##### Material provided

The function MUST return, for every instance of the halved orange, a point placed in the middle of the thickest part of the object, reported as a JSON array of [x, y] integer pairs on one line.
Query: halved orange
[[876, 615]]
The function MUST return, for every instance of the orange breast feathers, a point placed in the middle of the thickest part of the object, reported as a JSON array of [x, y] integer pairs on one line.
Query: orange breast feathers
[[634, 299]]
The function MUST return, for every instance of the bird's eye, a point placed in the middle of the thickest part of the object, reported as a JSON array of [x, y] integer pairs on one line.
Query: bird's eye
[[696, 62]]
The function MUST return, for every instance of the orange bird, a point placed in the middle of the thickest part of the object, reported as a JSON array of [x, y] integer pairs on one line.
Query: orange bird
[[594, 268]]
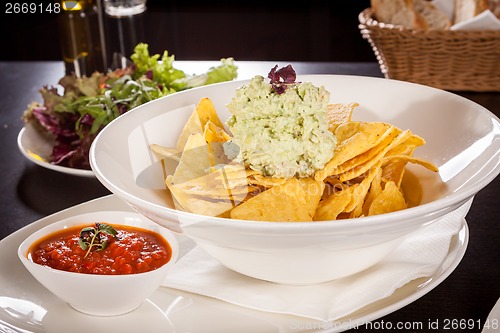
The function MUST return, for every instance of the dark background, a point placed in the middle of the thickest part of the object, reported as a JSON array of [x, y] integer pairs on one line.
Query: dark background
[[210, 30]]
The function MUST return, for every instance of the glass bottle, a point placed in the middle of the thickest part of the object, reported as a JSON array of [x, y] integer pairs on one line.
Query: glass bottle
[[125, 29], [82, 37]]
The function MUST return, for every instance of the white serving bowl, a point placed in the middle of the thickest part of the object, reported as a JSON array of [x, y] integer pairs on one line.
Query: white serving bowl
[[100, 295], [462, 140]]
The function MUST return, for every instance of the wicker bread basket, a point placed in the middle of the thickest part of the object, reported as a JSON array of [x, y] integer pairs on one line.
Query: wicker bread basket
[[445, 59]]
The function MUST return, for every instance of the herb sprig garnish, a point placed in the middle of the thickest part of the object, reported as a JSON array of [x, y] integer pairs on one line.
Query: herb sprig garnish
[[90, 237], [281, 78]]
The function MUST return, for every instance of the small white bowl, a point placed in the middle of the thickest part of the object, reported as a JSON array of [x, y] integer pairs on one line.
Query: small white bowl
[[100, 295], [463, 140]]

##########

Every line from the one holding "The function MUST return, for every instance of the herb" through the final line of the listing must be echoed exactly; leave out all other lines.

**Full answer**:
The function MUST return, for every instance of the herb sprig garnish, a point placed in the middle of the thickest part of the object, reported as a JSON array of [x, y] integer pairs on one line.
Query: herb sprig garnish
[[90, 237], [281, 78]]
The function MUST return, for every instance of the small white bowl, a point placed in the middle of the thickest part of the object, reported as a JSON array of [x, y] integer pairs on one line.
Query: small white bowl
[[100, 295], [463, 140]]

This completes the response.